**Items taken from a data source**
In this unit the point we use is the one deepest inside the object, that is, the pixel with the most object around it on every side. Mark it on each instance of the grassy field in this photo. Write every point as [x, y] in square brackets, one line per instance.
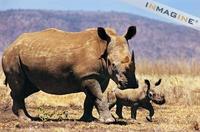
[61, 113]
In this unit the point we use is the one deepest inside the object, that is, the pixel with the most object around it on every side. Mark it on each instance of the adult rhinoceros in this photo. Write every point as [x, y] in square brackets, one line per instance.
[59, 62]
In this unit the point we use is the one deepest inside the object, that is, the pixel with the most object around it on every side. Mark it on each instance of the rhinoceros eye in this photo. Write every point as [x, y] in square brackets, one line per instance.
[125, 60]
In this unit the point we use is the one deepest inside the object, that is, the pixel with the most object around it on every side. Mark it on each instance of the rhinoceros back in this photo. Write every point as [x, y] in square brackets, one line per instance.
[55, 59]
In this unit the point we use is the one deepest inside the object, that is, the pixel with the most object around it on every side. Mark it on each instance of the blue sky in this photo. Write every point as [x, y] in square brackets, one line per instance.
[190, 6]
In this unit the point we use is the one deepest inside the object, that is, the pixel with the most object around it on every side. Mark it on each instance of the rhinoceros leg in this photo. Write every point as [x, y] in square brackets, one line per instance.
[88, 107]
[20, 89]
[100, 103]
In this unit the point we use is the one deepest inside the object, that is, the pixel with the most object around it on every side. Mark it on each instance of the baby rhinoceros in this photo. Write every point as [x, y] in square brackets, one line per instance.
[135, 98]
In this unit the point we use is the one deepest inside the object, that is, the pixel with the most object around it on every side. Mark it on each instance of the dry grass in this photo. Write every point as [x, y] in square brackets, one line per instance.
[168, 67]
[181, 86]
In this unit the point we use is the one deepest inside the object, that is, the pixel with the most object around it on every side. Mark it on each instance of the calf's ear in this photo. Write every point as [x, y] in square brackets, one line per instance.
[130, 33]
[103, 35]
[158, 82]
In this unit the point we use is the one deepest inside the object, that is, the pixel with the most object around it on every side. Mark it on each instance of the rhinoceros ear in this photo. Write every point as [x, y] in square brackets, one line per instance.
[130, 33]
[103, 35]
[158, 82]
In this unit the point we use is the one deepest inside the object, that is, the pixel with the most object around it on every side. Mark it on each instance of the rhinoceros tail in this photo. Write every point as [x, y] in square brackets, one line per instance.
[6, 81]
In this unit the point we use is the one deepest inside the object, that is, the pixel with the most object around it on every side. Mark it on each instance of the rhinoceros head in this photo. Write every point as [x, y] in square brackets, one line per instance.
[154, 94]
[120, 60]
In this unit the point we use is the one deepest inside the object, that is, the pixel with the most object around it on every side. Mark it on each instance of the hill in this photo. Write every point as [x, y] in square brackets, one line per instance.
[154, 39]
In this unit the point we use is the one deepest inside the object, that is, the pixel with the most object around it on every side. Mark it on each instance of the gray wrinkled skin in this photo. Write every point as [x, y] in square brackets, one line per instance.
[59, 62]
[135, 98]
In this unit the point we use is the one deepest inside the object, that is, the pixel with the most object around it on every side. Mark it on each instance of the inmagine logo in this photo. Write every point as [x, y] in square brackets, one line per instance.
[170, 13]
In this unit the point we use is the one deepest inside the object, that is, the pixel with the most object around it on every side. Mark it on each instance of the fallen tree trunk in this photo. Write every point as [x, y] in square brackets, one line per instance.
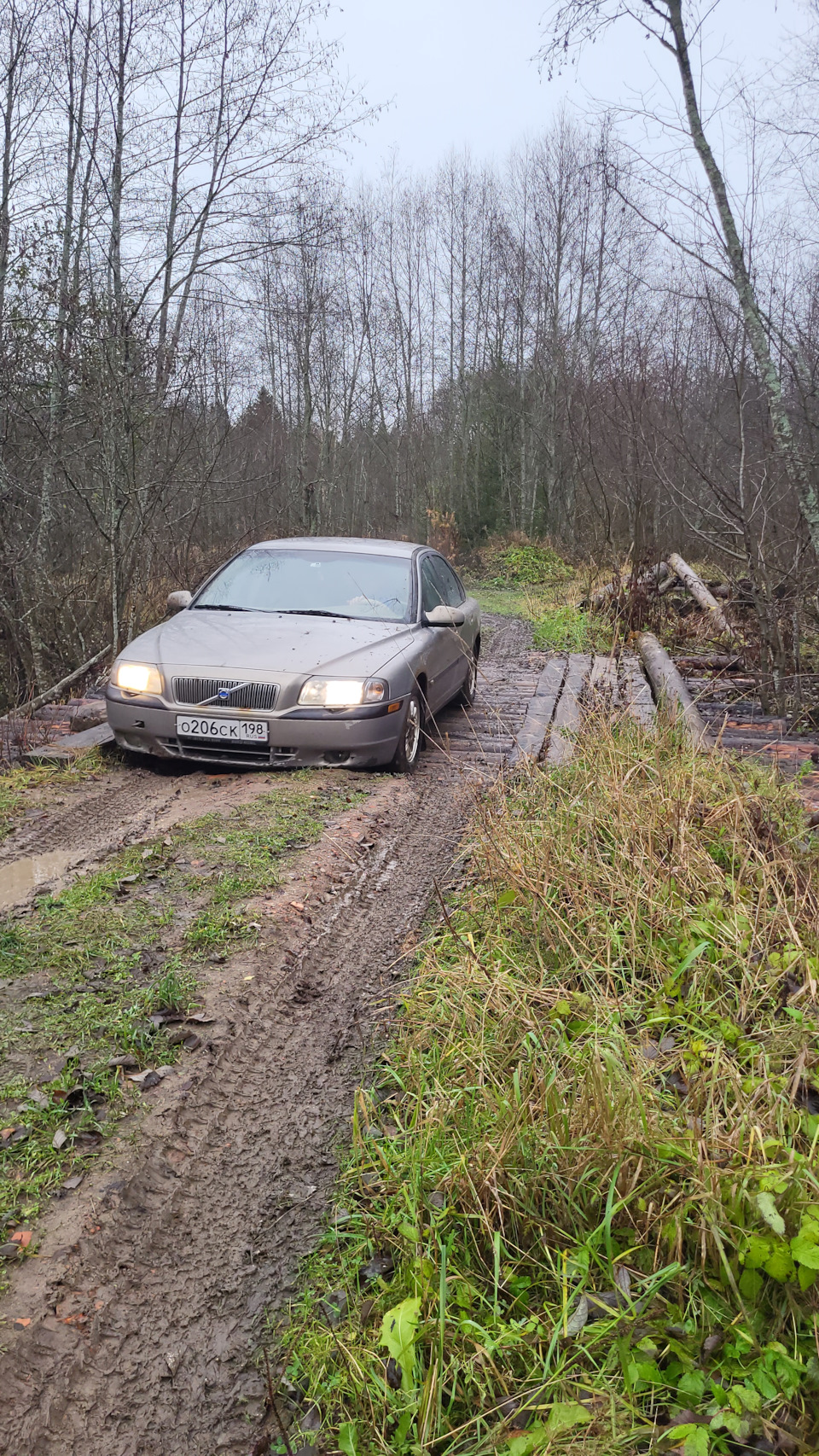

**AIM**
Which lines in the records contain the string "wrinkled"? Copy each of those lines in full, counting a line only if its capitalization matches.

**ANSWER BELOW**
In this unit the point we use is the one deepest inside the object, that is, the pixel with the most object around it on every side. Mark it on each instance of the gray wrinkled skin in this photo. Write every point as [x, y] in square brackets, one line per instance.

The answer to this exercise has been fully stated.